■ TASK GOAL
Leave out all pictures. Extract exactly the lines from the one containing "Could you please point out the blue" through the end of the data.

■ EXERCISE MATERIAL
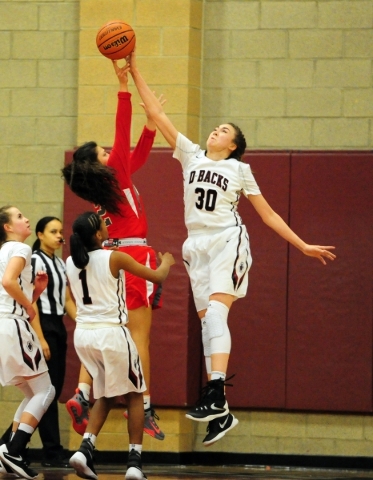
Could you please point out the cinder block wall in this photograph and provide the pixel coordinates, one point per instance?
(294, 74)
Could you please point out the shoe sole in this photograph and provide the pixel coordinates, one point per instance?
(152, 433)
(78, 462)
(208, 418)
(6, 470)
(221, 434)
(17, 471)
(134, 474)
(75, 410)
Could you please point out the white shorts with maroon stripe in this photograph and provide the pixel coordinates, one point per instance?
(217, 262)
(111, 358)
(21, 354)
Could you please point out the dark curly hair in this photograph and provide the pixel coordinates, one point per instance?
(91, 180)
(240, 142)
(83, 239)
(5, 217)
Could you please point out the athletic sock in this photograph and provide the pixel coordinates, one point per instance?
(19, 442)
(90, 437)
(218, 375)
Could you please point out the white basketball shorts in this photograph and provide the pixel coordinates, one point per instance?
(21, 354)
(111, 358)
(217, 262)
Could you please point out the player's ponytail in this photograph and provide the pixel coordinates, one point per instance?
(90, 180)
(83, 239)
(4, 218)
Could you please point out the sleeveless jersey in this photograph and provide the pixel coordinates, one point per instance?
(99, 297)
(131, 220)
(8, 306)
(212, 189)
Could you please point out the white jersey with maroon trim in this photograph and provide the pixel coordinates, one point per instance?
(8, 306)
(100, 298)
(212, 189)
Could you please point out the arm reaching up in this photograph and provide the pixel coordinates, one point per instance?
(152, 105)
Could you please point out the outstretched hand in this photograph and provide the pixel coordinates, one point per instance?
(320, 252)
(122, 74)
(151, 124)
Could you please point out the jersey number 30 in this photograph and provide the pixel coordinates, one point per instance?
(206, 199)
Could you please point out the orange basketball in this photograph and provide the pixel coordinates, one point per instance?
(116, 39)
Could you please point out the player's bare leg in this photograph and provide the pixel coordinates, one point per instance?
(213, 395)
(135, 432)
(82, 460)
(139, 324)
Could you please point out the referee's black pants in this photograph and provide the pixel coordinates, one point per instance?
(49, 430)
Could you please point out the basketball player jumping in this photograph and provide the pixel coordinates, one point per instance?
(101, 338)
(217, 253)
(105, 180)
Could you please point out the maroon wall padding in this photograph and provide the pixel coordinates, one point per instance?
(258, 321)
(175, 337)
(329, 344)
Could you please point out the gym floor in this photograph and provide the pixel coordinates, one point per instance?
(181, 472)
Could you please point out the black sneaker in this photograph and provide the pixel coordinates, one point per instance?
(56, 462)
(134, 466)
(82, 461)
(217, 428)
(17, 464)
(212, 403)
(6, 470)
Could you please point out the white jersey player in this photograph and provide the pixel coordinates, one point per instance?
(216, 252)
(21, 358)
(101, 339)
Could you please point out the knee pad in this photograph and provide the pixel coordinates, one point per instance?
(205, 340)
(216, 319)
(43, 395)
(27, 392)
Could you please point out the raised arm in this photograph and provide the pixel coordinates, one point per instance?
(274, 221)
(12, 287)
(153, 105)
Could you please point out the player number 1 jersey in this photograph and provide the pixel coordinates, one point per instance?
(212, 189)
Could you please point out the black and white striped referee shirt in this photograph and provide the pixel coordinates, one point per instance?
(52, 299)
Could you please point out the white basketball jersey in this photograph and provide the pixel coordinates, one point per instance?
(212, 188)
(8, 306)
(99, 297)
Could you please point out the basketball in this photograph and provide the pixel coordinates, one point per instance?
(116, 39)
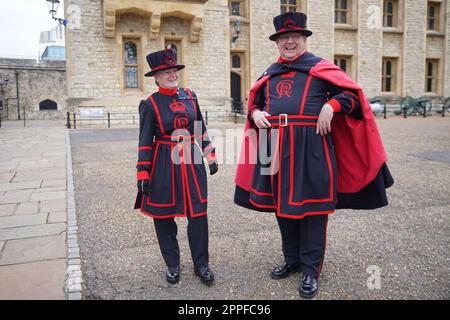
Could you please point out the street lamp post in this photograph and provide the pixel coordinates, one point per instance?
(3, 82)
(53, 8)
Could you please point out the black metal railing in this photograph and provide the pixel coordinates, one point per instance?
(109, 118)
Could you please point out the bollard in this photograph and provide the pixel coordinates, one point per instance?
(68, 120)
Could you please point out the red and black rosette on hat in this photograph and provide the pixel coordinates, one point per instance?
(290, 22)
(164, 59)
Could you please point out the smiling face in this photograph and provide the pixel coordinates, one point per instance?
(291, 45)
(167, 78)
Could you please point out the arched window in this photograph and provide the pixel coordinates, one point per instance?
(48, 104)
(236, 61)
(131, 65)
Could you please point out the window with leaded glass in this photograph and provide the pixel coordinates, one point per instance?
(389, 14)
(433, 13)
(431, 75)
(131, 65)
(388, 77)
(342, 11)
(343, 62)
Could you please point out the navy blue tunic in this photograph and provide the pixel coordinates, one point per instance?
(302, 179)
(171, 131)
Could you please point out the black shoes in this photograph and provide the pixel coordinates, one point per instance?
(205, 274)
(173, 275)
(308, 287)
(284, 271)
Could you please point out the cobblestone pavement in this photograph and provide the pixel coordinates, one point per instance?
(33, 212)
(408, 240)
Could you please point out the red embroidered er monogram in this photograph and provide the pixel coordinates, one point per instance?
(181, 122)
(284, 88)
(177, 106)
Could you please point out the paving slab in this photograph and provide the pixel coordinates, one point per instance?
(41, 280)
(54, 217)
(48, 195)
(34, 249)
(53, 205)
(27, 208)
(32, 231)
(15, 196)
(22, 220)
(20, 185)
(54, 183)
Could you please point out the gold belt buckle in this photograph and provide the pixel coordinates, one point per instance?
(281, 122)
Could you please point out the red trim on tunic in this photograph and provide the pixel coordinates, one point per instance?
(263, 206)
(158, 115)
(335, 105)
(315, 213)
(168, 91)
(281, 60)
(143, 163)
(305, 94)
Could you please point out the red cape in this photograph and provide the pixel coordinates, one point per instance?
(358, 146)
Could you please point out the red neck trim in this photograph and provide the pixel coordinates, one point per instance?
(168, 92)
(281, 60)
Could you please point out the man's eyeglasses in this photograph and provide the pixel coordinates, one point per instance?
(285, 37)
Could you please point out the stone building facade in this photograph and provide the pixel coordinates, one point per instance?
(390, 47)
(36, 90)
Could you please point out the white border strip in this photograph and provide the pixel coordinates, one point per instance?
(74, 274)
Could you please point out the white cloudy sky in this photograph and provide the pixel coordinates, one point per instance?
(21, 22)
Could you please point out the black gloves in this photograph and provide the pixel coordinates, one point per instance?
(213, 167)
(144, 186)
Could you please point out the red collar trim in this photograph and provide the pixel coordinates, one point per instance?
(168, 92)
(281, 60)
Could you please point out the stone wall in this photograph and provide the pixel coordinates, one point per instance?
(36, 82)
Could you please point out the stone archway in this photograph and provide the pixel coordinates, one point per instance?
(192, 11)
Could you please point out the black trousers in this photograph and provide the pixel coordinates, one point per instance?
(304, 241)
(197, 230)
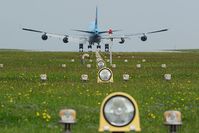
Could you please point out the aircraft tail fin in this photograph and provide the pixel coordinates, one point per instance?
(96, 18)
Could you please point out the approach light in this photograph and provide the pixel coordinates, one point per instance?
(163, 65)
(113, 65)
(167, 76)
(126, 77)
(105, 75)
(63, 65)
(125, 60)
(68, 117)
(1, 65)
(84, 77)
(101, 64)
(88, 65)
(119, 113)
(138, 65)
(173, 120)
(72, 60)
(143, 60)
(43, 77)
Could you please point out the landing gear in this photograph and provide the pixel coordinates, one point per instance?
(81, 47)
(106, 47)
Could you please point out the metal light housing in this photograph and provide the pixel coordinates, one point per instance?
(67, 116)
(101, 64)
(105, 75)
(172, 118)
(119, 113)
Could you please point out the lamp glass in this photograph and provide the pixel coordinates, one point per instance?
(105, 74)
(119, 111)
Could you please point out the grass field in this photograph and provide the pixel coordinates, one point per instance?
(28, 105)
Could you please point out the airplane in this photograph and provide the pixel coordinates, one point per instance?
(94, 36)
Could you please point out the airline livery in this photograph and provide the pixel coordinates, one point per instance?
(94, 36)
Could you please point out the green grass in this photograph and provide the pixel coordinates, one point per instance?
(23, 95)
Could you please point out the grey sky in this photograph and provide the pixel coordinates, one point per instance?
(132, 16)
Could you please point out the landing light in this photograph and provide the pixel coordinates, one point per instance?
(105, 75)
(68, 117)
(100, 64)
(119, 113)
(173, 120)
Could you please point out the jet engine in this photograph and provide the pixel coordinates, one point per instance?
(65, 39)
(122, 41)
(143, 38)
(44, 37)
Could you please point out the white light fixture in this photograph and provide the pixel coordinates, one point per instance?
(43, 77)
(63, 65)
(143, 60)
(72, 60)
(138, 66)
(101, 64)
(84, 77)
(163, 65)
(68, 117)
(113, 65)
(1, 65)
(105, 74)
(173, 120)
(88, 65)
(167, 76)
(119, 113)
(125, 60)
(126, 77)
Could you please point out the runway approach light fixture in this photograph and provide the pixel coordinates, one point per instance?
(125, 60)
(88, 65)
(43, 77)
(1, 65)
(164, 66)
(72, 60)
(138, 65)
(101, 64)
(63, 65)
(105, 75)
(84, 77)
(143, 60)
(126, 77)
(119, 113)
(113, 65)
(68, 117)
(173, 120)
(167, 76)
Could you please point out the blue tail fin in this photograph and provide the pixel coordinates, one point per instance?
(96, 19)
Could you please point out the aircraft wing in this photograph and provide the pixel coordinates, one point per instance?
(145, 33)
(73, 38)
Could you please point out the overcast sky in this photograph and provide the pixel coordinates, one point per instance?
(132, 16)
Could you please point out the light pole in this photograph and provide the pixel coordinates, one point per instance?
(110, 51)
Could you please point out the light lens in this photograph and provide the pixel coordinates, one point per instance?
(101, 64)
(119, 111)
(105, 74)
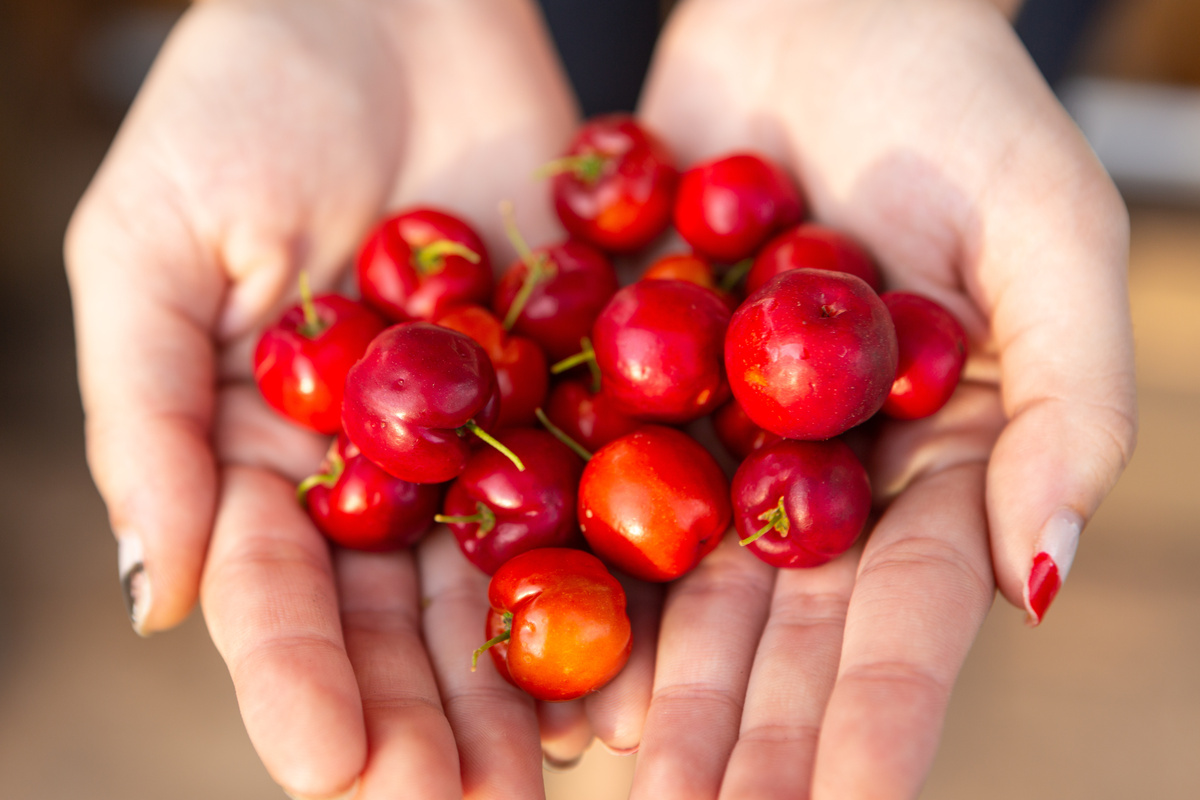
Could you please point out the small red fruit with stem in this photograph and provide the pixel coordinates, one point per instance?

■ RESULT BELOW
Could you please point out the blue tail fin in this photograph and provide the pixel coordinates, one point per instance?
(96, 19)
Could you please point out the aircraft wing in this photograph and provide the pixel coordinates, one point per instance?
(145, 33)
(73, 38)
Could you please point out the overcast sky in this photograph and provide the pixel coordinates, one point per instance?
(132, 16)
Could you please point out the light pole in this photograph and provide the pixel coordinates, one point per instance?
(110, 51)
Could you please point out the light lens in this photograph and provide the pixel coordinates, one point per instance?
(101, 64)
(119, 111)
(105, 74)
Could you please point out the small red fruit with stem in this photograph and provide the pixel coordinates, one point per instance?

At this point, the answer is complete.